◆ Petunjuk Tugas ◆
Lanjutkan teks di bawah tentang pesawat Su-24M Rusia yang ditembak jatuh F-16 Turki, mulai dari setelah kalimat terakhirnya.

[caption caption="Kapten Konstantin Murakhtin Copilit yang selamat memberikan keterangan pers di Latakia. Sumber : http://www.mirror.co.uk"][/caption]
Tampaknya Kremlin benar-benar kebakaran jenggot akibat sebuah pesawat tempur mereka (Su-24M) ditembak jatuh oleh F-16 Turki pada 24 Nopember 2015 lalu. Meningkatnya tensi Rusia terhadap Turki terlebih lagi setelah salah satu pilot (co-Pilot) yang ternyata berhasil diselamatkan (Kapten Konstantin Murakhtin) mengungkapkan kepada penyidik Rusia dan pers Rusia (Sputnik) yang kemudian tersebar ke seluruh dunia tentang pengalaman yang nyaris merenggut nyawanya.

◆ Cuplikan Data ◆
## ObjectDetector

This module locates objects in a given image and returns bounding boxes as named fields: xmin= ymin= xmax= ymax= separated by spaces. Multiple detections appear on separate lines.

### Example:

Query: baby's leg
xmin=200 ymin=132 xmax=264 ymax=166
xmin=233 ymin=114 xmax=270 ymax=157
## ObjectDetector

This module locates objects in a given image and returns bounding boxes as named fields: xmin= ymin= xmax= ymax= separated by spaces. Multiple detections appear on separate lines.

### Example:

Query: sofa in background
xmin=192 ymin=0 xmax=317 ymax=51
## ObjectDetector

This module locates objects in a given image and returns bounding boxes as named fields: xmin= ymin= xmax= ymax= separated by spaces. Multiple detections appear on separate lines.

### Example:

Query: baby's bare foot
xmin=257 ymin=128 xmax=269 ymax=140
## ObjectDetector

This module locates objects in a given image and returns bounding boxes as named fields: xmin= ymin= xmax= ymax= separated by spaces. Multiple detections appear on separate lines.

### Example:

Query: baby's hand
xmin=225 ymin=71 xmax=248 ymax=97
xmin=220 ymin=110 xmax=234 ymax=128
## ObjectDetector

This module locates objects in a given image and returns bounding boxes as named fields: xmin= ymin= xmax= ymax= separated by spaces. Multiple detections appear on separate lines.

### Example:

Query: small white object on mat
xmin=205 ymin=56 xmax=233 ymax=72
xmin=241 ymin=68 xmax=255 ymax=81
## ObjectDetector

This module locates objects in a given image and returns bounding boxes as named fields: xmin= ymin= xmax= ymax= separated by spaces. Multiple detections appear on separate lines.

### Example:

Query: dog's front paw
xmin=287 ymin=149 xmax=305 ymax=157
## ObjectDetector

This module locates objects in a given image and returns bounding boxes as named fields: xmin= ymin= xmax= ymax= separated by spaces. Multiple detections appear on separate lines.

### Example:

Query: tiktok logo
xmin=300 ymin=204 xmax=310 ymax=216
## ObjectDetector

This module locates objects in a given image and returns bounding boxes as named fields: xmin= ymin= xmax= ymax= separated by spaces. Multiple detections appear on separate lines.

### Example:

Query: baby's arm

◆ Hasil Latihan ◆
Kapten Murakhtin yang berada dalam kondisi sehat-sehat saja menungkapkan bahwa Turki tidak memberikan peringatan sama sekali pada pesawat mereka yang menewaskan rekannya pilot (Letnan kolonel Oleg Peshkov). "Mereka (Turki) tidak memberikan peringatan, tidak ada komunikasi radio dan tanda-tanda," katanya kepada Sputnik, seperti dilansir oleh abcnews.
Lebih lanjut Murakhrin menjelaskan bahwa pesawat bomber mereka memang tidaklah sepadan dengan F-16 dalam hal kecepatan, Jika F-16 Turki ingin memperingatkan selayaknya mencegat atau memperlihatkan diri dihadapan pesawat mereka. "Tapi hal itu tidak terjadi, roket mereka tiba-tiba menghantam ekor pesawat kami dan kami tidak punya kesempatan sedikitpun untuk melakukan manuver mengelak," lanjutnya sesuai sumber disebut di atas.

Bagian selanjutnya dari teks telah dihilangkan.